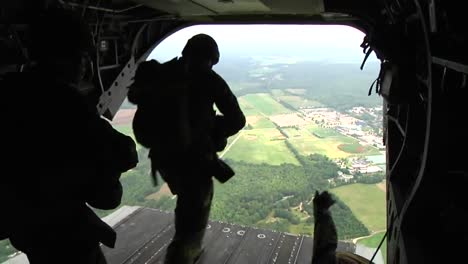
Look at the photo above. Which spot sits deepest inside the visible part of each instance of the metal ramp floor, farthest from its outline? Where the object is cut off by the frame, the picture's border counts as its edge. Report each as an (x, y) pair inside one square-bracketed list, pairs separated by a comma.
[(143, 235)]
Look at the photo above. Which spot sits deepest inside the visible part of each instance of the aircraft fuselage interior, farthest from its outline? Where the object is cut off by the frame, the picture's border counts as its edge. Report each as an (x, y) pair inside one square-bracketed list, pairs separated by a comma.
[(423, 49)]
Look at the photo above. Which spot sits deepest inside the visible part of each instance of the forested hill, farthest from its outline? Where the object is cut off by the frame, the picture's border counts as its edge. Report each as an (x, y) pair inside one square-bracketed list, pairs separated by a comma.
[(337, 85)]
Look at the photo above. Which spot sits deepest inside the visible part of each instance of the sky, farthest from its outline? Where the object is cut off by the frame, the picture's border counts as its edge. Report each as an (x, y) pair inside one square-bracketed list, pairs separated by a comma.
[(330, 43)]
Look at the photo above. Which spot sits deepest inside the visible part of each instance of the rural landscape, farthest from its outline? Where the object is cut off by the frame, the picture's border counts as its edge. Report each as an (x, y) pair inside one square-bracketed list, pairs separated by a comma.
[(310, 126), (298, 139)]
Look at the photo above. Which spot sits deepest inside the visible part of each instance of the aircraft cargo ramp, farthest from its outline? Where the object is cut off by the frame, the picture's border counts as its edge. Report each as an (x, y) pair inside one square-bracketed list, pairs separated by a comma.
[(144, 233)]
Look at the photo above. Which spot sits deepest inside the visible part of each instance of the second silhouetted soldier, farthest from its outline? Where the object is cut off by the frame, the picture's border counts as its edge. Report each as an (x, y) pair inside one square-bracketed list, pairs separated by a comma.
[(185, 133)]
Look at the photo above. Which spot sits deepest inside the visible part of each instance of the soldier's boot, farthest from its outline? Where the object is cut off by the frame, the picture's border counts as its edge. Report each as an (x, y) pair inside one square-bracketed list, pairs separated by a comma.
[(185, 251)]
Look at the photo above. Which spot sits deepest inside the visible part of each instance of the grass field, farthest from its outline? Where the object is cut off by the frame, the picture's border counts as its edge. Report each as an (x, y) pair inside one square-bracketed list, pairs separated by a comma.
[(374, 241), (265, 104), (306, 143), (323, 132), (247, 107), (263, 122), (261, 146), (298, 101), (367, 202)]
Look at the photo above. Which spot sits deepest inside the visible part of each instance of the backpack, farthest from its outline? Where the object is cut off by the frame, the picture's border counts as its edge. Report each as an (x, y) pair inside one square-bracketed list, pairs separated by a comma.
[(161, 121)]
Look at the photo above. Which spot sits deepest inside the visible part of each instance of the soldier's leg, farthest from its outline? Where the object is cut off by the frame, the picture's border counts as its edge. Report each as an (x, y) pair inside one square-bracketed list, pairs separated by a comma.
[(191, 218)]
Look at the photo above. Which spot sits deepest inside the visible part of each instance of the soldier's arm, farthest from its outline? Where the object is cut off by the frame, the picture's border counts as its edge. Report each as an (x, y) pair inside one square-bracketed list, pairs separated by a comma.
[(233, 119)]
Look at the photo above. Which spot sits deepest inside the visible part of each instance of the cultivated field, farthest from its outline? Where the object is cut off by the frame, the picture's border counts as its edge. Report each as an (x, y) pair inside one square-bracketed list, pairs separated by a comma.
[(367, 201), (266, 104), (261, 146)]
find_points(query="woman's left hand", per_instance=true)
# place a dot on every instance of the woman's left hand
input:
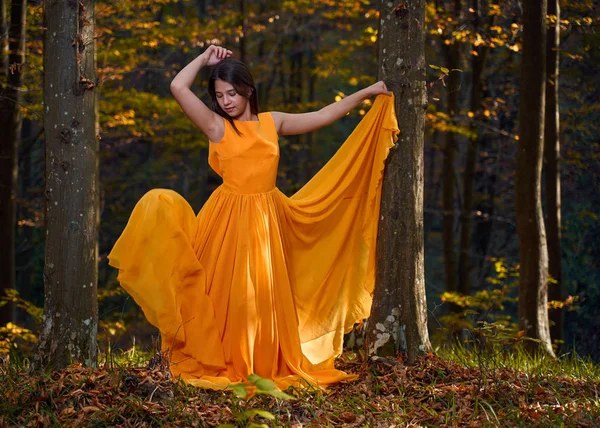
(379, 88)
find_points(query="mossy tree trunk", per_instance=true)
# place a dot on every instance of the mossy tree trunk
(552, 169)
(399, 313)
(533, 252)
(70, 319)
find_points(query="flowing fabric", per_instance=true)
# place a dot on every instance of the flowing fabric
(258, 282)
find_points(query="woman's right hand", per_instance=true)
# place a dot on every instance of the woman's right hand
(215, 54)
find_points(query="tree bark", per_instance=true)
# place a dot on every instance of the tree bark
(533, 254)
(243, 29)
(552, 171)
(11, 121)
(69, 325)
(399, 305)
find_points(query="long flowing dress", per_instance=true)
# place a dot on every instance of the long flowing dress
(258, 282)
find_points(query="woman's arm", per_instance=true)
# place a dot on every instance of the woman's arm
(204, 118)
(293, 124)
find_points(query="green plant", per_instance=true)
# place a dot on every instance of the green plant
(246, 391)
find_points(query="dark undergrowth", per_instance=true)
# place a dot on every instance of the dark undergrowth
(444, 390)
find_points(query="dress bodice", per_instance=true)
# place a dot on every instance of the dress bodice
(247, 162)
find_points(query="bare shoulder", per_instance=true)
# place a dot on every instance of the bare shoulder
(277, 119)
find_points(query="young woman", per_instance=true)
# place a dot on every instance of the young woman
(258, 282)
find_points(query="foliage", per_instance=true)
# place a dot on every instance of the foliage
(432, 392)
(255, 386)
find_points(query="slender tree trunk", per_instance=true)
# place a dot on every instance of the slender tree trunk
(449, 182)
(533, 253)
(69, 325)
(243, 28)
(10, 123)
(399, 303)
(552, 172)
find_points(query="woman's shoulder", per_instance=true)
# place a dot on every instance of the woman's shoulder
(269, 118)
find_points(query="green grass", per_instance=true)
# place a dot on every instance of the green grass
(458, 387)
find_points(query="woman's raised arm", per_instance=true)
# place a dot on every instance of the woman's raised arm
(203, 117)
(300, 123)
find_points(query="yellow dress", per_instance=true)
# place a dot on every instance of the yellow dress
(258, 282)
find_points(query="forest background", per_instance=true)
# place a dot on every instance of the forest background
(304, 55)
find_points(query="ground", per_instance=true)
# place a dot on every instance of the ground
(433, 392)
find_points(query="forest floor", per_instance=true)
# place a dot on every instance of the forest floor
(433, 392)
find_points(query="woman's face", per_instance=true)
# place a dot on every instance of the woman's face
(232, 103)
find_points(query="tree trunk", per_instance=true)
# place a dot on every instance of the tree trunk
(243, 29)
(533, 254)
(70, 319)
(552, 172)
(399, 305)
(10, 123)
(453, 62)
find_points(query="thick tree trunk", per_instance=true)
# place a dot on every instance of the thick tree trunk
(10, 123)
(552, 171)
(70, 272)
(533, 253)
(399, 313)
(453, 85)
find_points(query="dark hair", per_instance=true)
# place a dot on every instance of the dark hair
(237, 74)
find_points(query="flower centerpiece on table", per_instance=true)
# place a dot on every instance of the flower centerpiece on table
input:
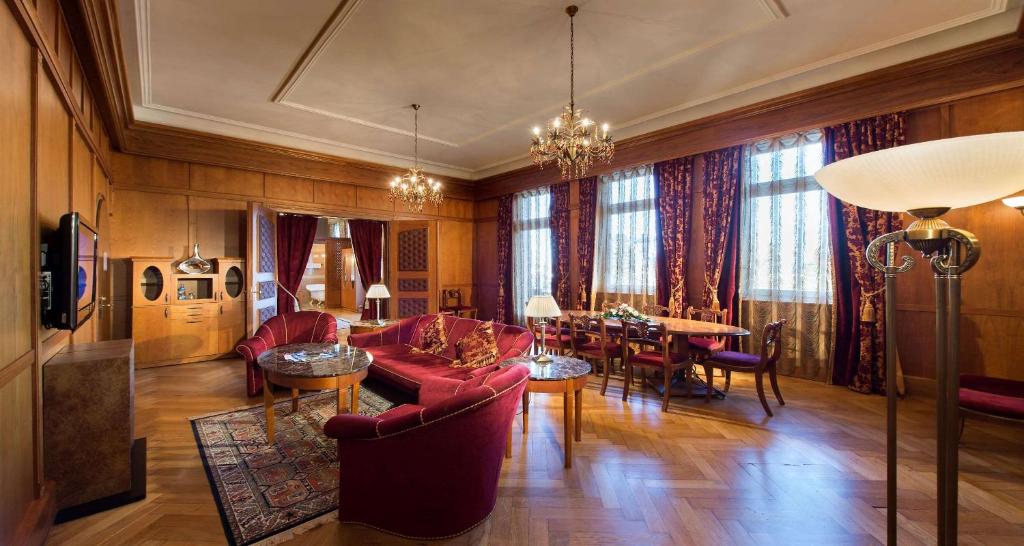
(623, 311)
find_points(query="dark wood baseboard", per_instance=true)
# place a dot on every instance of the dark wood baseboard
(136, 493)
(38, 518)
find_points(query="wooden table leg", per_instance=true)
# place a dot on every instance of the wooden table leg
(579, 415)
(354, 408)
(525, 411)
(567, 396)
(268, 407)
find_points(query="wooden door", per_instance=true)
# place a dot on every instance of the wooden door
(261, 259)
(413, 263)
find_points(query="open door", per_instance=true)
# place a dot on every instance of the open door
(261, 255)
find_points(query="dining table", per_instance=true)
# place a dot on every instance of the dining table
(680, 330)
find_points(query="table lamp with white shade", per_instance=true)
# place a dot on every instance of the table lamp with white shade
(543, 307)
(378, 292)
(926, 180)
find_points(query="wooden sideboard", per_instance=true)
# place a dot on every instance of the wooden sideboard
(178, 318)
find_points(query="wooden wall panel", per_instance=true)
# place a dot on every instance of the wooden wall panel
(148, 223)
(224, 180)
(52, 154)
(156, 172)
(455, 257)
(83, 197)
(335, 194)
(284, 187)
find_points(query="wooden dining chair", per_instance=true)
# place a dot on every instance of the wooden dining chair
(704, 347)
(653, 309)
(590, 341)
(730, 361)
(654, 335)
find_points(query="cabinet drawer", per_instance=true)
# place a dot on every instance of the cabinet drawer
(194, 311)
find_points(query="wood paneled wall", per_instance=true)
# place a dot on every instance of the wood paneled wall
(993, 301)
(54, 153)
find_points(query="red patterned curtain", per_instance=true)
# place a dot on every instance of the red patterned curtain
(295, 242)
(859, 359)
(721, 208)
(673, 185)
(585, 242)
(503, 312)
(368, 246)
(560, 244)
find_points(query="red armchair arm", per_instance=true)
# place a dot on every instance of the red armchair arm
(251, 348)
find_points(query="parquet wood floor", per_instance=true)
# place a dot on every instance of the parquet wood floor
(718, 473)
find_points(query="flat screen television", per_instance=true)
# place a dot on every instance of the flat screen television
(70, 270)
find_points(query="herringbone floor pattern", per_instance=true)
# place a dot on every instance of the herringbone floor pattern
(718, 473)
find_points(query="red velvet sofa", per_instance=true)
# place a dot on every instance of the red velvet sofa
(395, 364)
(301, 327)
(992, 396)
(428, 470)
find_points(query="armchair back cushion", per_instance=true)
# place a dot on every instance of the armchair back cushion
(301, 327)
(428, 471)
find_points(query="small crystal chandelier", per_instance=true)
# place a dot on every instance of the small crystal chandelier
(416, 189)
(571, 140)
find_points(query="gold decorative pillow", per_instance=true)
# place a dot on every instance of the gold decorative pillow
(478, 348)
(433, 339)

---+---

# [What to do]
Which lines above carry the string "centerpiece"? Copy those lines.

# [Solution to this problem]
find_points(query="flower centerpiece on table", per_instance=true)
# place a dot on every instance of the flower centerpiece on table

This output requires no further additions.